■ PASSAGE GIVEN:
>> Start
Content-Disposition: inline
In-Reply-To: <861D3104-8C33-4819-9488-1885F94C973F@tzi.org>
Archived-At: <https://mailarchive.ietf.org/arch/msg/cbor/UgWdAYRcOrW9C6yo4CeBZPGyhtg>
Subject: [Cbor] Concatenation tag (was: Re: Reminder and call for agenda: CBOR WG Virtual Meeting on 2022-06-01)
X-BeenThere: cbor@ietf.org
X-Mailman-Version: 2.1.39
Precedence: list
List-Id: "Concise Binary Object Representation \(CBOR\)" <cbor.ietf.org>
List-Unsubscribe: <https://www.ietf.org/mailman/options/cbor>, <mailto:cbor-request@ietf.org?subject=unsubscribe>
List-Archive: <https://mailarchive.ietf.org/arch/browse/cbor/>
List-Post: <mailto:cbor@ietf.org>
List-Help: <mailto:cbor-request@ietf.org?subject=help>
List-Subscribe: <https://www.ietf.org/mailman/listinfo/cbor>, <mailto:cbor-request@ietf.org?subject=subscribe>
X-List-Received-Date: Wed, 29 Jun 2022 08:30:32 -0000

Hello Carsten, hello group,

> > who is wondering whether indefinite-length strings / bytestrings really
> > needed to be in the original CBOR spec, or would not have been better
> > served with a "concatenate" tag around an indefinite-length array.
>> End
■ AIM 1: Can you echo, word for word, everything in the entries from the line containing "Where can the black" down to the line containing "Target: black plastic bucket"?
The mailing-list message has no connection to the entries that come after it.

■ THE RECORDS:
>> Start
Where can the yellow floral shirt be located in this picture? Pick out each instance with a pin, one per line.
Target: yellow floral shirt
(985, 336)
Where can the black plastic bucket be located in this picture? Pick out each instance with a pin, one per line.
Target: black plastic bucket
>> End
>> Start
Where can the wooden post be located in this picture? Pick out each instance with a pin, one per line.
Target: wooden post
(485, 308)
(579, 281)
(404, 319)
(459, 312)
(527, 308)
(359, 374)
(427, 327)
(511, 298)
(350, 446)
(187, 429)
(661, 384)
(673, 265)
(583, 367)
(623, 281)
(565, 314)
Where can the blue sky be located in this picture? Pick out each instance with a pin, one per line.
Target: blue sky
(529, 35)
>> End
>> Start
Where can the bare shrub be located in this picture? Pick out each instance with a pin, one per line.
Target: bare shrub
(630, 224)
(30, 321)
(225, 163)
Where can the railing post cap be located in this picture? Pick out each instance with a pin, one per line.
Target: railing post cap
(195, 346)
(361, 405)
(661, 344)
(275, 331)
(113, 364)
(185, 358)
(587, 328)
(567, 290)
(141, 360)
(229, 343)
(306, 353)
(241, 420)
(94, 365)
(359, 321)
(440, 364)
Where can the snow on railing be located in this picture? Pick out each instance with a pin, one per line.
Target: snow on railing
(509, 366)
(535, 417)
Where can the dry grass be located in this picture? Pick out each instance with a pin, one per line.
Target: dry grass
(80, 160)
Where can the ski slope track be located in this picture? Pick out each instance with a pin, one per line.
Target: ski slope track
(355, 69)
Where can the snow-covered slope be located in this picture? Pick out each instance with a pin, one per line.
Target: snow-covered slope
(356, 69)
>> End
■ AIM 2: Does each statement agree with the mailing-list message? Answer yes or no and quote the deciding words: (a) The list received the message on Wednesday, 29 June 2022. (b) The subject mentions a CBOR WG virtual meeting on 2022-06-01. (c) The message opens by greeting only the group.

■ TASK ANSWER 1:
Where can the black plastic bucket be located in this picture? Pick out each instance with a pin, one per line.
Target: black plastic bucket

■ TASK ANSWER 2:
(a) Yes: "X-List-Received-Date: Wed, 29 Jun 2022 08:30:32 -0000"
(b) Yes: "CBOR WG Virtual Meeting on 2022-06-01"
(c) No: "Hello Carsten, hello group,"